The Mainstream Democratic Candidates' Proposals for Universal Health Care
or “They have seen the enemy — and surrendered” — Barbara Ehrenreich
By Len Rodberg, PhD
The mainstream Democratic candidates for President — John Edwards, Barack Obama, Hillary Clinton — have each put forward their proposals for “affordable quality health coverage for all.” The three Democrats’ proposals, while purporting to provide “universal health care”, will not actually achieve this goal:
- None of these plans offers a realistic way of containing the rising cost of health care.
- All will add additional funds to an already too-costly system.
- None will truly provide universal access to care.
Only a single payer national health insurance program can actually achieve affordable, workable universal access to health care.
The three proposals share a set of common elements:
- The private insurance system would remain in place, with no fundamental change in the way it operates. Those who currently have insurance would not experience any change in how they are insured or the coverage they have.
- Large employers would be required to provide insurance for their employees or (in the case of Edwards and Obama) pay into a fund to subsidize insurance for their employees.
- Everyone (for Edwards and Clinton) or children (for Obama) would be required to have insurance, either through their employer or purchased on their own (an “individual mandate”). Income-related subsidies would be provided through the tax system.
- Insurers would be required to offer coverage to everyone (“guaranteed issue”) without limits on pre-existing conditions, and without “large premium differences based on age, gender, or occupation” (from Clinton’s plan).
- All would make available a “choice” of private insurance plans, as well as a public insurance option modeled on Medicare. (They use the language of the insurance industry — and Hillary Clinton uses it in the name of her plan itself, the “American Health Choices Plan” — suggesting that what consumers want is a choice of plan.)
- All claim to achieve cost savings through expanded use of information technology, an emphasis on prevention, and better chronic care management.
What is missing from these plans?
- Since multiple payers would remain (even if one of them might be a public payer), few of the savings and simplifications that are possible with a singe payer can be achieved.
- Consumers must purchase insurance, but no limits are proposed on what insurers can charge them.

Work instruction 1 =>
Name every person mentioned by name in the commentary on the Democratic candidates' health care proposals.
Work instruction 2 =>
Continue the commentary on the Democratic candidates' health care proposals, starting right after its last sentence.

Entries shown =>
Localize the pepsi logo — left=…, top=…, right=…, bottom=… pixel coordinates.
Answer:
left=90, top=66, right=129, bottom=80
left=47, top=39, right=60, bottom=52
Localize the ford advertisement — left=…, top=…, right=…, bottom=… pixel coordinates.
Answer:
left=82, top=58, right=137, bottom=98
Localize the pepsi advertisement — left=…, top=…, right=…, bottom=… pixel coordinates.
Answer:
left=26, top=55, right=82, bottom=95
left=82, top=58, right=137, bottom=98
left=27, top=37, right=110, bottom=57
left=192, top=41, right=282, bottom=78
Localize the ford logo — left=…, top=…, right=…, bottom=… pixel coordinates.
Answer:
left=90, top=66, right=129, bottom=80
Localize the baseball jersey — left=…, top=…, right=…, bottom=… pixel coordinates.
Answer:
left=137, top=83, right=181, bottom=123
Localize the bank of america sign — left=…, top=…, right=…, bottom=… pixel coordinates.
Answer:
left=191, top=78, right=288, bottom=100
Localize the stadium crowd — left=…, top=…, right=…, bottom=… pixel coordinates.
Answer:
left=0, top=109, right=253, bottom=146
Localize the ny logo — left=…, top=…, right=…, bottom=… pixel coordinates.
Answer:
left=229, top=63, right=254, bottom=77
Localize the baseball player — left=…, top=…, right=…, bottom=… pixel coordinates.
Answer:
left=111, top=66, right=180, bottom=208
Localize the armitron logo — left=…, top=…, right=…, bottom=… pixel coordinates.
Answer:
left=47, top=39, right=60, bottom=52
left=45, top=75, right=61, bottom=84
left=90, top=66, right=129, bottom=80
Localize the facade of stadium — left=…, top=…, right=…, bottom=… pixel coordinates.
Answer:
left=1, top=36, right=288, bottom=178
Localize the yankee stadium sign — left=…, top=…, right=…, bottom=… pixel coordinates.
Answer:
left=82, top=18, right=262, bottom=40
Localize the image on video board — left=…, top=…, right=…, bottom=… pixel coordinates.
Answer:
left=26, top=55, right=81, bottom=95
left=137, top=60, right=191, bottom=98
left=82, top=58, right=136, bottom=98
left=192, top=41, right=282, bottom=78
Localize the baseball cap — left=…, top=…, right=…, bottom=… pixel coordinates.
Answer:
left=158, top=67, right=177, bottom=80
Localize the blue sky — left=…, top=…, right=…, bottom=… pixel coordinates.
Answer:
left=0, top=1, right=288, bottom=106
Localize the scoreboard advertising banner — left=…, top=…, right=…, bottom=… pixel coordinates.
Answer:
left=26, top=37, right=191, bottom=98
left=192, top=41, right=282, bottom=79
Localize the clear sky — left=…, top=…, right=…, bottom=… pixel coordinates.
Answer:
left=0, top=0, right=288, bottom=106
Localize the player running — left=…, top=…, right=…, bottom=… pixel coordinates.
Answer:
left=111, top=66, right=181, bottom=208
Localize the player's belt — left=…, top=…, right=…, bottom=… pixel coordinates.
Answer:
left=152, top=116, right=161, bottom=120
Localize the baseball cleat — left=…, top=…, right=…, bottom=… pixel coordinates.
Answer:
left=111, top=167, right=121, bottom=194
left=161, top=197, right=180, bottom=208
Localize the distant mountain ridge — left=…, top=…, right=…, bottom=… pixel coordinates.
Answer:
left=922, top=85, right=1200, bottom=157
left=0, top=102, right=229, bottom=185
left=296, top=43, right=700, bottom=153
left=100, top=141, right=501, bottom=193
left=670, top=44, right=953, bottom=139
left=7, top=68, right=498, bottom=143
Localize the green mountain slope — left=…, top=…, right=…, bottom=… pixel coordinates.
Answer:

Task result 1 =>
Barbara Ehrenreich, Len Rodberg, John Edwards, Barack Obama, Hillary Clinton

Task result 2 =>
- No regulations are proposed that would assure the adequacy of benefits or that would affect either the restrictions that insurers now impose on the choice of doctor and hospital or the way they handle, and deny, claims.
- There is no simplification of the complex and wasteful private insurance system with its copays, deductibles, exclusions, and claim denials.
- There is no assurance of a “level playing field” between the public insurance plan and the private ones. Insurance company advertising and targeted marketing will still be used to promote private plans over public and to avoid the poor and the sick. At the same time, the private insurers will surely insist on the additional subsidies they already enjoy in the Medicare Advantage program.
- Nothing is proposed that would control the rising cost of health care. (The measures they suggest to achieve savings may well increase costs rather than reduce them. In any case, the possibility for savings is speculative at this point.)
Are these plans politically “realistic”?
- The insurance companies will resist guaranteed issue and community rating, as well as other requirements in some of the plans (e.g., Edwards would require that they spend at least 85% of their revenue on medical care).
- Business will resist a mandate that they purchase insurance. (In Massachusetts, they were unwilling to pay more than $295 per employee, and even objected to that small fee.)
- None of these plans improves the situation of those who currently have insurance. Thus they are unlikely to generate strong popular support.
- The proposed subsidies — amounting to about $2,400 per uninsured individual — are about half the cost of purchasing group insurance today. Millions will continue to find insurance unaffordable. (The attempt to impose an individual mandate in Massachusetts is already showing that, as long as the program continues to rely on private insurers, very large subsidies will be needed if coverage is to be both affordable and comprehensive; without such subsidies, either coverage will be limited, or it will be unaffordable.)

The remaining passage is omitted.